Task inputs -
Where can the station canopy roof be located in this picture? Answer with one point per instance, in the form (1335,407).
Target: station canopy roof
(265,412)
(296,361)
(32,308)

What is expected - Your task is to quote all of the data word for word.

Written reply -
Where can the station canopy roof be located in this picture? Answer with one point per instance, in the form (1335,407).
Target: station canopy roof
(265,412)
(296,361)
(32,308)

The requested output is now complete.